┌─ Dataset rows
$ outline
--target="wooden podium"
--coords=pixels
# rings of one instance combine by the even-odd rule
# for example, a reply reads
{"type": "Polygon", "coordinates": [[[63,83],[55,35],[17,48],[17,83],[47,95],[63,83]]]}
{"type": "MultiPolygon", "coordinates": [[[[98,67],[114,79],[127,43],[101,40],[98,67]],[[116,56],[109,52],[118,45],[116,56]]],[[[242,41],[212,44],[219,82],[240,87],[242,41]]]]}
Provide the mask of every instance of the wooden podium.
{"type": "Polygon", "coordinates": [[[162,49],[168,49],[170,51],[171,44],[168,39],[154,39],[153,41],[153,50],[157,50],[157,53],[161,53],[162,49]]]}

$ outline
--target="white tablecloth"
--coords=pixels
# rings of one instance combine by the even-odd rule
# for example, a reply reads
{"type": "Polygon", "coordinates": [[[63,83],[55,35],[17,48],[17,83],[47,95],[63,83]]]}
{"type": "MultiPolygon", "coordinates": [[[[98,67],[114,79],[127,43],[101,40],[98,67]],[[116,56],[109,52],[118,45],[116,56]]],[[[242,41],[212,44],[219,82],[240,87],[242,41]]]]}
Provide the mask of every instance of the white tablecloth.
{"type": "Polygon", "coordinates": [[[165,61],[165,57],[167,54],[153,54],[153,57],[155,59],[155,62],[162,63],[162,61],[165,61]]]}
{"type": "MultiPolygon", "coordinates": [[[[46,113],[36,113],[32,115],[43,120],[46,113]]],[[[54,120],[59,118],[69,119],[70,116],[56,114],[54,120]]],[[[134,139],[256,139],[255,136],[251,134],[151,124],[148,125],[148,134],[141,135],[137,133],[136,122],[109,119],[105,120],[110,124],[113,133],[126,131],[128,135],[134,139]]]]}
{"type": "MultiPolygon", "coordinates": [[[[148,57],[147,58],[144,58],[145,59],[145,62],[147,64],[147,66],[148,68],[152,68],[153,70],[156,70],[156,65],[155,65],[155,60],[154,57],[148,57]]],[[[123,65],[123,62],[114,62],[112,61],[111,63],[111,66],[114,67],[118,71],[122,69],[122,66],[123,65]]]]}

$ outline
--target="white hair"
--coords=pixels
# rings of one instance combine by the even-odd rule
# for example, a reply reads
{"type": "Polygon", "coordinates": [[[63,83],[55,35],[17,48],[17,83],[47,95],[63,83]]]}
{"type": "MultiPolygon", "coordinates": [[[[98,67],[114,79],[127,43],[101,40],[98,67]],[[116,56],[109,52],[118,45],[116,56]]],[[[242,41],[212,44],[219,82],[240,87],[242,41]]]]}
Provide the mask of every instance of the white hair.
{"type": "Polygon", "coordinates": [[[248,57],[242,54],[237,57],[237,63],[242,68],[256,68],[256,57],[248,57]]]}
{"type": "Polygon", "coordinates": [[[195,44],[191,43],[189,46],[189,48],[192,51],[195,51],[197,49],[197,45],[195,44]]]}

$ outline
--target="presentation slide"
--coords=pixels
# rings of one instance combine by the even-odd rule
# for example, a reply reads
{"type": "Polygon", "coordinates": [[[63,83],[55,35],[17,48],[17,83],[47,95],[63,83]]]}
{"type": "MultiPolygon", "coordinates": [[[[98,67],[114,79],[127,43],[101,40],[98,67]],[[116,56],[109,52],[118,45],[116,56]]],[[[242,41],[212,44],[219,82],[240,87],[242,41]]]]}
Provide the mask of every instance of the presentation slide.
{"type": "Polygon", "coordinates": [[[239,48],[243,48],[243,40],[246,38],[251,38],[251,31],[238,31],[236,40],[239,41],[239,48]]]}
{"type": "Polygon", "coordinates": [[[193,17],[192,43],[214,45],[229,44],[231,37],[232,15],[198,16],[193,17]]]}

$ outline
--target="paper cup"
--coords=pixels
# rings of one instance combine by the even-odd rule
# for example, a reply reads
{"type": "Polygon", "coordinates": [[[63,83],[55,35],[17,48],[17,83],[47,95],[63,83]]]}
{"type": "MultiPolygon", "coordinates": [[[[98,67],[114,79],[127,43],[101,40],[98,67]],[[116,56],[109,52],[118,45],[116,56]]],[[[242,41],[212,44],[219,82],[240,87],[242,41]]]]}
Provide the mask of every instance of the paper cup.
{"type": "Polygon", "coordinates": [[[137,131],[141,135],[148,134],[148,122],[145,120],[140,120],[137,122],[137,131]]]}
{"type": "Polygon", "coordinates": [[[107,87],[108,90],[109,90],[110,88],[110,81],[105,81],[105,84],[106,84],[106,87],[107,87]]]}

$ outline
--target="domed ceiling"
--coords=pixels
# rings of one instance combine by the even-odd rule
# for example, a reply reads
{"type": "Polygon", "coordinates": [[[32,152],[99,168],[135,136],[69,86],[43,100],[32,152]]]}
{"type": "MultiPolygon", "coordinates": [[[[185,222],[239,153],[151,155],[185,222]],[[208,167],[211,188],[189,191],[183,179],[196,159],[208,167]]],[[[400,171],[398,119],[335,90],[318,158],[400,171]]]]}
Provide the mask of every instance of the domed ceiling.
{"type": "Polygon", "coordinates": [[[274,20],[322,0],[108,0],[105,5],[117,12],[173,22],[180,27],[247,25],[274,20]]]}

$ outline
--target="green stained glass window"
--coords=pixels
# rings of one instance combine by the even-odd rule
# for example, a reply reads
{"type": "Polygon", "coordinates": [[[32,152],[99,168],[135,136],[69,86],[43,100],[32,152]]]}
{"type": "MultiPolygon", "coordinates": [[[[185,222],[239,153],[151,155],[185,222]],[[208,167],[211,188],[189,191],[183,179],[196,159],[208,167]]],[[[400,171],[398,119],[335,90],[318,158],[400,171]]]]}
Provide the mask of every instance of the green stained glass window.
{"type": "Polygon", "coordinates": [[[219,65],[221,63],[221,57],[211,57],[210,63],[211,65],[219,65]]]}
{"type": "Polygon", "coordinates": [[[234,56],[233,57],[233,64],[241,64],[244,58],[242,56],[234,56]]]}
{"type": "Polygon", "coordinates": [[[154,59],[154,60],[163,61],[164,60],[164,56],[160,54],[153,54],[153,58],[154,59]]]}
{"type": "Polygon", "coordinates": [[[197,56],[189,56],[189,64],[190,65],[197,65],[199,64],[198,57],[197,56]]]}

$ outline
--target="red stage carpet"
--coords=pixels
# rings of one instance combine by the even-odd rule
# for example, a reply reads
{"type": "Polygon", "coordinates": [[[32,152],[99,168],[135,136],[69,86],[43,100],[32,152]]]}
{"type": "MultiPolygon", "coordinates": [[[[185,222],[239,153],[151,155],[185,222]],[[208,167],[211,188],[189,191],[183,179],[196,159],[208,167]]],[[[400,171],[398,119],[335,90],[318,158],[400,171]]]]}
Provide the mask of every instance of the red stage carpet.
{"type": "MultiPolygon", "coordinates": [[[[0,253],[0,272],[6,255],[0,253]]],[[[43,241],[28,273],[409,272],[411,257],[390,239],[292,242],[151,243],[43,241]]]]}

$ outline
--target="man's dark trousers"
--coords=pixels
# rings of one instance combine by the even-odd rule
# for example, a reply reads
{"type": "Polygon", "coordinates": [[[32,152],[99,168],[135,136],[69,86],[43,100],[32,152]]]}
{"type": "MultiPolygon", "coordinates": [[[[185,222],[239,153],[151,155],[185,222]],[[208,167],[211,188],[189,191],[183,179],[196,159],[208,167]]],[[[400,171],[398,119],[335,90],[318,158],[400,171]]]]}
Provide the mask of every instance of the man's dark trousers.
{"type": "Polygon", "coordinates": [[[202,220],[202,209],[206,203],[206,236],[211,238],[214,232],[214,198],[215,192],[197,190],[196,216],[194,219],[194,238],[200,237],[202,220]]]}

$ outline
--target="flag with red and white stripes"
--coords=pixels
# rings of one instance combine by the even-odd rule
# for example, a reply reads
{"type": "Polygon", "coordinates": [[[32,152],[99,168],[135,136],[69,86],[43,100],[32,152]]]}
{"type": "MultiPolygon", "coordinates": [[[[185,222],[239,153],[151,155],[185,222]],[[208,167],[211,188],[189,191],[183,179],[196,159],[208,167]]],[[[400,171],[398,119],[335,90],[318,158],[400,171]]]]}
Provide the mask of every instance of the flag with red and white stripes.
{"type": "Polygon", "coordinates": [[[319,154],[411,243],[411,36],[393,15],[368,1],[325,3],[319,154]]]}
└─
Find every line of the records that contains the word "green" and copy each one out, paying attention to case.

### Exercise response:
--target="green stained glass window"
Provide the mask of every instance of the green stained glass window.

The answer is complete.